• _Given instruction_:
Count the lines in the items below that contain the string "camellia", and reply with only that number.

• _Data provided_:
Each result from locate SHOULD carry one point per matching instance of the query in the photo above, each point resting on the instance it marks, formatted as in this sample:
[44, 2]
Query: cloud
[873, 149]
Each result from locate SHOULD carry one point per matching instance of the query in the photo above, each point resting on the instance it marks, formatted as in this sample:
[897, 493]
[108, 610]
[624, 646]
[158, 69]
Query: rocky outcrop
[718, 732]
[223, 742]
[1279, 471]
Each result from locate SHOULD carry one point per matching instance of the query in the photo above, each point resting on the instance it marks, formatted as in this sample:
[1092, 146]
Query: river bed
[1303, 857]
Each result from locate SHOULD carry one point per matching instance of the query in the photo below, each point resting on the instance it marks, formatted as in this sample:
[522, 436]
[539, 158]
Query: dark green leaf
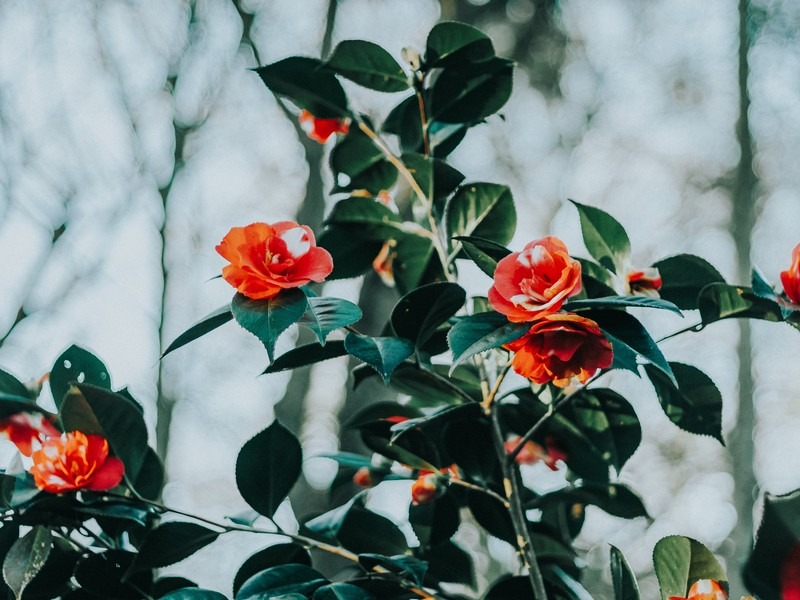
[625, 585]
[307, 355]
[26, 558]
[172, 542]
[267, 468]
[694, 404]
[208, 323]
[268, 318]
[481, 332]
[382, 353]
[604, 237]
[681, 561]
[306, 83]
[683, 276]
[323, 315]
[76, 365]
[369, 65]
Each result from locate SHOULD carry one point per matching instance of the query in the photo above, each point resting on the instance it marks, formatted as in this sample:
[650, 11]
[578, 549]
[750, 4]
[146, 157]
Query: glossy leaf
[683, 276]
[368, 65]
[208, 323]
[267, 319]
[267, 468]
[604, 237]
[323, 315]
[172, 542]
[381, 353]
[694, 404]
[77, 365]
[681, 561]
[481, 332]
[625, 585]
[306, 83]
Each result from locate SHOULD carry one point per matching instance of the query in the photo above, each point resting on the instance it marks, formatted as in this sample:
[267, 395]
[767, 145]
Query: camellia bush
[82, 512]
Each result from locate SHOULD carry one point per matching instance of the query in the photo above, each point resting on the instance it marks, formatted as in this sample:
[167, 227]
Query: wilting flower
[559, 347]
[23, 429]
[643, 282]
[268, 258]
[790, 278]
[320, 130]
[536, 281]
[705, 589]
[76, 461]
[531, 452]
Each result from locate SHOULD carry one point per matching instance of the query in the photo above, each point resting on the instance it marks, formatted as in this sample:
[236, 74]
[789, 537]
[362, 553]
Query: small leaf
[26, 559]
[681, 561]
[306, 83]
[323, 315]
[308, 354]
[208, 323]
[604, 237]
[693, 403]
[383, 354]
[172, 542]
[368, 65]
[267, 468]
[625, 585]
[481, 332]
[267, 319]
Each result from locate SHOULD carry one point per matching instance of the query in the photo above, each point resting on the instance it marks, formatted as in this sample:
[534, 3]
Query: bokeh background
[133, 136]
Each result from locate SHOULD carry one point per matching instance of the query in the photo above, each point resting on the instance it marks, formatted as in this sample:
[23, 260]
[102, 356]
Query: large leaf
[172, 542]
[267, 468]
[369, 65]
[323, 315]
[694, 404]
[26, 559]
[481, 332]
[683, 276]
[267, 319]
[484, 210]
[208, 323]
[306, 83]
[383, 354]
[604, 237]
[418, 314]
[77, 365]
[681, 561]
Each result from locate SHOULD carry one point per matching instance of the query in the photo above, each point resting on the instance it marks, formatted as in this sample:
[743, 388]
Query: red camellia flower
[268, 258]
[76, 461]
[791, 277]
[559, 347]
[320, 130]
[536, 281]
[26, 428]
[705, 589]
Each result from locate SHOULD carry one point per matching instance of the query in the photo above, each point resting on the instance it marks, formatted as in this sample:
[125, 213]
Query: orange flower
[536, 281]
[268, 258]
[25, 428]
[76, 461]
[320, 130]
[705, 589]
[790, 278]
[559, 347]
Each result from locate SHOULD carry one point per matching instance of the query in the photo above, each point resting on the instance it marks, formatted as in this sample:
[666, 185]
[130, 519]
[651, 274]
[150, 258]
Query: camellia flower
[536, 281]
[320, 130]
[76, 461]
[268, 258]
[705, 589]
[790, 278]
[559, 347]
[23, 429]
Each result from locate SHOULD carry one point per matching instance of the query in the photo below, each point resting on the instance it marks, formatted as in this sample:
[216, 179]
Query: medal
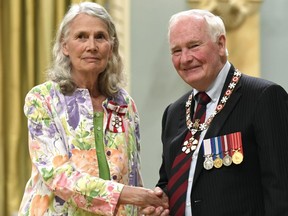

• _Result for this exercise_:
3